Выбранный фрагмент.
##########

11.02.2016 22:59
    Поделиться

    В Музее Москвы открылась выставка Резо Габриадзе

    Резо Габриадзе - это человек, который вместе с Георгием Данелия придумал планету Плюк и вселенную Кин-дза-дза в одноименном фильме.

    Поставил в Петербурге памятник Чижику-Пыжику на Фонтанке (его иногда утаскивают - "на счастье", но Чижик-Пыжик обычно возвращается) и Носу майора Ковалева на Вознесенском. Помог Александру Сергеевичу Пушкину получить выездную визу и нарисовал его воображаемое путешествие по Испании - в книге, созданной вместе с Андреем Битовым. Он создал большой (не по размеру, а по любви зрителей и признанию в мире) Театр Марионеток, без которого невозможно теперь представить Тбилиси… Но прежде всего он себя считает художником и скульптором. Как Реваз Леванович теперь говорит: "Живопись - мой порт приписки. Я по нему скучаю, когда бываю в других жанрах".

##########

Исходные данные.
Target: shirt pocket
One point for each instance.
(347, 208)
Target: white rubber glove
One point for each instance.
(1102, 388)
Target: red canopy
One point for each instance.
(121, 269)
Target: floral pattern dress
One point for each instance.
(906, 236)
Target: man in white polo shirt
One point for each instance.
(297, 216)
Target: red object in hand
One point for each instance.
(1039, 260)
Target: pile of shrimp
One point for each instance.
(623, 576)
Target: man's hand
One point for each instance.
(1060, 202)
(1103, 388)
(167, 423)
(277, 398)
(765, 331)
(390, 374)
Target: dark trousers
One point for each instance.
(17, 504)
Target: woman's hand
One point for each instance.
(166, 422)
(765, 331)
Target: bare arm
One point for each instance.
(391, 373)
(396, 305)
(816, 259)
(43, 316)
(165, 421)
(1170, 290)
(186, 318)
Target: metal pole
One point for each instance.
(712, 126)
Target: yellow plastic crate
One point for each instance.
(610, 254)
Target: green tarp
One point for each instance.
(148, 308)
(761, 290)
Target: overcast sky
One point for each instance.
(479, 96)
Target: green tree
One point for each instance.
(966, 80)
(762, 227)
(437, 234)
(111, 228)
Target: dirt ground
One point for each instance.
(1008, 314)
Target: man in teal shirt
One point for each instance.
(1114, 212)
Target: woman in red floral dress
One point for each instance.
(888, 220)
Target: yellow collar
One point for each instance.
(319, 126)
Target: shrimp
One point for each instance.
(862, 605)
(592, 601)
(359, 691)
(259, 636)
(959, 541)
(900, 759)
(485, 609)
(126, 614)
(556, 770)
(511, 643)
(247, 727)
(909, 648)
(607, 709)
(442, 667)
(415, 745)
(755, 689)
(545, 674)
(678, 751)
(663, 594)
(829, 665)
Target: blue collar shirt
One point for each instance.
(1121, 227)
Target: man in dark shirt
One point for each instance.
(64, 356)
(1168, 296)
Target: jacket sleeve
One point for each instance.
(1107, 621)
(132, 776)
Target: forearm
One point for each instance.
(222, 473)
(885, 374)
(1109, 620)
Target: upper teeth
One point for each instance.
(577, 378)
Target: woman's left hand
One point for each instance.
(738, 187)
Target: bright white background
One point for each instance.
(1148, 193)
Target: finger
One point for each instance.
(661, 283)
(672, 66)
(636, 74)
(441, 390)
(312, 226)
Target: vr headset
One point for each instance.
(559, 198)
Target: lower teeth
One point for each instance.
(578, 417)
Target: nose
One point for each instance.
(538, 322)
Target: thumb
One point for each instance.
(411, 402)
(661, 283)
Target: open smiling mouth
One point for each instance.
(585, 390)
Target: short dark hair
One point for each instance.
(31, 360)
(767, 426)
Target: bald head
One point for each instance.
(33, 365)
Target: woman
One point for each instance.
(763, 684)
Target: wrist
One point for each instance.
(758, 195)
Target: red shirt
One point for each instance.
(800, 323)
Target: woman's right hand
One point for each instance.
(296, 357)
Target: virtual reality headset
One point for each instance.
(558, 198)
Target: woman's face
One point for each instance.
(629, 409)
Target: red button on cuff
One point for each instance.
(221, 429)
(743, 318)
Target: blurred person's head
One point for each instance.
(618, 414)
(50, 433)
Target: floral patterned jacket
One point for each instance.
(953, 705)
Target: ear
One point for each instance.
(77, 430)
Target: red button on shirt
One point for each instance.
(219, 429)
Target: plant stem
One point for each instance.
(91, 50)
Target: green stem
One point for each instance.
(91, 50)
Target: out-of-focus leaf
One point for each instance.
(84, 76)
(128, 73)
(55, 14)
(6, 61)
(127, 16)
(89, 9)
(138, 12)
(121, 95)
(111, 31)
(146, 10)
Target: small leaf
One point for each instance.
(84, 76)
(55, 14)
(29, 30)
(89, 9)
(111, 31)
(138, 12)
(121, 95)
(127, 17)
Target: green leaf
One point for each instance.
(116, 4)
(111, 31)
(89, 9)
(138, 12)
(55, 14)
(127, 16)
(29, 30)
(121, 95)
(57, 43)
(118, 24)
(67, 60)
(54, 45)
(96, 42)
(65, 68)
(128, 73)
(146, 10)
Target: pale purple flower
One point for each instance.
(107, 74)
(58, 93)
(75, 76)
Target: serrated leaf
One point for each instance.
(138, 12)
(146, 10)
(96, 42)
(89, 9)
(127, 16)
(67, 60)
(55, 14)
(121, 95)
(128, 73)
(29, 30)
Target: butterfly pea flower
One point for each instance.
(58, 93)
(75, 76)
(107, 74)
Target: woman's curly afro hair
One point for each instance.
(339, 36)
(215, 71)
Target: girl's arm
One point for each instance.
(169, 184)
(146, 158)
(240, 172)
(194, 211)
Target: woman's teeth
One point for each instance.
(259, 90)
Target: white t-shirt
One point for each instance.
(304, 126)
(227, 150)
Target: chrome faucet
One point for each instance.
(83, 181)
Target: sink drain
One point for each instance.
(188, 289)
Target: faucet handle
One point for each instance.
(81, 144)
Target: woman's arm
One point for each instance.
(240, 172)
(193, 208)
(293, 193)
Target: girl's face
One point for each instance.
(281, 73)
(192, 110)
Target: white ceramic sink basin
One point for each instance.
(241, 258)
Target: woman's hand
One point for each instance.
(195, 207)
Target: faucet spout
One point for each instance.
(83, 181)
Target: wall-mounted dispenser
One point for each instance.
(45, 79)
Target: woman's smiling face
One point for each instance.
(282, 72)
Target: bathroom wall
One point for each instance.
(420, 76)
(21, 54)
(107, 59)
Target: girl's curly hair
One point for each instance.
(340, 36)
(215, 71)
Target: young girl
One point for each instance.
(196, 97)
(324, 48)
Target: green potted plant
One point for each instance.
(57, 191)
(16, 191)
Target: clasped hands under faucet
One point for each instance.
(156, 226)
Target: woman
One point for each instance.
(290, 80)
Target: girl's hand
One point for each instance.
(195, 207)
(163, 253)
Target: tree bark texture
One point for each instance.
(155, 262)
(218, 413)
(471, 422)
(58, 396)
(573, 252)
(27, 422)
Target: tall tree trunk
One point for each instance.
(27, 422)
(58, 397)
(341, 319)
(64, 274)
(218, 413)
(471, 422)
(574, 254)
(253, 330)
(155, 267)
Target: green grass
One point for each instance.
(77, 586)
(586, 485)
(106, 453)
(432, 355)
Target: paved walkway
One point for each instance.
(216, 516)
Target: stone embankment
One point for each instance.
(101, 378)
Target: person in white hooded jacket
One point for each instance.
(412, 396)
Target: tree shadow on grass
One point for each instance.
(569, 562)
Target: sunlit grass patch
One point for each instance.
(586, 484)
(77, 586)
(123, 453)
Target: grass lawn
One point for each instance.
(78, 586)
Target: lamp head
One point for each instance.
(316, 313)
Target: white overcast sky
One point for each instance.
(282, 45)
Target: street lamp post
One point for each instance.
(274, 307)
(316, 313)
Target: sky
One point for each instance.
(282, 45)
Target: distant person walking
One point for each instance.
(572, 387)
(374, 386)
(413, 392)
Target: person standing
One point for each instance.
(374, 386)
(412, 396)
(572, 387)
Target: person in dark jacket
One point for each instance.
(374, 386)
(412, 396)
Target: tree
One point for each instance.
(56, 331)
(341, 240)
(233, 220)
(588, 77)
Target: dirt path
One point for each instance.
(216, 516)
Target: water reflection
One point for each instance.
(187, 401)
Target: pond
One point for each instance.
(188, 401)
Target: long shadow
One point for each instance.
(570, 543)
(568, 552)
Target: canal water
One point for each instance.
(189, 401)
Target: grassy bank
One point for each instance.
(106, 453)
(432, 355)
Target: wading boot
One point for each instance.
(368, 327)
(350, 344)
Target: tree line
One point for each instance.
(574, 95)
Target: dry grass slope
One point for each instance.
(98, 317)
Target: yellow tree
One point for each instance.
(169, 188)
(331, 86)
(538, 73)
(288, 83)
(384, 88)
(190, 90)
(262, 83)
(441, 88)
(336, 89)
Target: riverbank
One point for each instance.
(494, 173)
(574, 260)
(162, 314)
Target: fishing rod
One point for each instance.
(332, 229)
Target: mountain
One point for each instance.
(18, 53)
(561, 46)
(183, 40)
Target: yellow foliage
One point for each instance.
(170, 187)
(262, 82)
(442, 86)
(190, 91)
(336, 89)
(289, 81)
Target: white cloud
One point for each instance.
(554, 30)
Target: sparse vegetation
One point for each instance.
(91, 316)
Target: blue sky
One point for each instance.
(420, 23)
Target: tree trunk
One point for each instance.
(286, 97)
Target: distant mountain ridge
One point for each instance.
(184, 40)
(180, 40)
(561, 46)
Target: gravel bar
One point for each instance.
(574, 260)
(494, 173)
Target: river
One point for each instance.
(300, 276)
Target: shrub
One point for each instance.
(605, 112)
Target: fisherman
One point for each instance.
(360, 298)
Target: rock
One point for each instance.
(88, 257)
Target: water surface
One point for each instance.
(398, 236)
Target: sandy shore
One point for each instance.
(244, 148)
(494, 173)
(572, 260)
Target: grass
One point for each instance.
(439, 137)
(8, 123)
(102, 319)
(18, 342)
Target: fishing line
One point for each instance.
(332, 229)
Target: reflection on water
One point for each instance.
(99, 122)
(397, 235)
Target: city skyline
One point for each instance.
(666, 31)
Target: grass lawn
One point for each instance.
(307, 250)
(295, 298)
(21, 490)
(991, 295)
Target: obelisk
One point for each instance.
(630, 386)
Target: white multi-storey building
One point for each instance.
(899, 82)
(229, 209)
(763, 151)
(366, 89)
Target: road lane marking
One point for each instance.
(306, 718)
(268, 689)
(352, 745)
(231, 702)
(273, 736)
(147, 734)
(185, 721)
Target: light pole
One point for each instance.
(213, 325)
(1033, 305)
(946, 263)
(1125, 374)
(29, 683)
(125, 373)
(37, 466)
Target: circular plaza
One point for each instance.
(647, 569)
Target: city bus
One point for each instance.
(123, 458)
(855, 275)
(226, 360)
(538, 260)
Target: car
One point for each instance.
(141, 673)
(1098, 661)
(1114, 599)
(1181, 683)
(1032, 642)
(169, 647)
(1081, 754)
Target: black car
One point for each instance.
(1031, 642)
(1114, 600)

##########

Задание A.
Перепишите часть заметки о выставке Резо Габриадзе, начав со слов «11.02.2016 22:59» и закончив словами «в одноименном фильме.», при этом замените «Георгием Данелия» на «режиссёром Георгием Данелия».
Задание B.
Где, согласно заметке о выставке Резо Габриадзе, стоит поставленный им памятник Носу майора Ковалева?
Задание C.
Напишите продолжение заметки о выставке Резо Габриадзе, которое следует сразу за её последним предложением.
Приведённый список — самостоятельный материал, не связанный с заметкой о выставке Резо Габриадзе.

Верный ответ A.
11.02.2016 22:59
    Поделиться

    В Музее Москвы открылась выставка Резо Габриадзе

    Резо Габриадзе - это человек, который вместе с режиссёром Георгием Данелия придумал планету Плюк и вселенную Кин-дза-дза в одноименном фильме.

Верный ответ B.
В Петербурге, на Вознесенском.

Верный ответ C.
    На мультимедийной выставке в Музее Москвы можно будет увидеть ожившие рисунки мастера, спектакли Театра марионеток, а также изображения более 240 кукол-актеров, среди которых и отчаянный романтик и героический любовник, даром, что птица, Боря Гадай, и бабушка Домна ("Осень моей весны"),  и маршал Паулюс и писатель Андрей Битов, и цирковая лошадка Наташа ("Сталинград"), и влюбленные паровозы ("Рамона"). Мир Габриадзе похож на расширяющуюся вселенную. И нынешняя выставка для него - одна из попыток сохранить ядро, откуда это движение началось, или точку сборки. В качестве последней выступает - "Необыкновенная выставка", фильм Эльдара Шенгелая 1968 года, сценарий которого написан Резо Габриадзе.

    Почему именно этот фильм, нетрудно догадаться. Не только потому, что в истории про провинциального скульптора Агули Эристави, мечтающего создавать скульптуры - как у Пикассо, но вынужденного зарабатывать ваянием памятников усопшим местным жителям, можно увидеть и самоиронию автора, и нежную отсылку к временам Кутаисского детства. И еще - дань памяти своему учителю - замечательному мастеру Валериану Мизандари, который был учеником ученика Родена ("внуком Родена в творческом смысле", как уточнял Резо Габриадзе в разговорах, записанных в книге Марины Дмитревской), но которому не довелось увидеть ни Парижа, ни Москвы.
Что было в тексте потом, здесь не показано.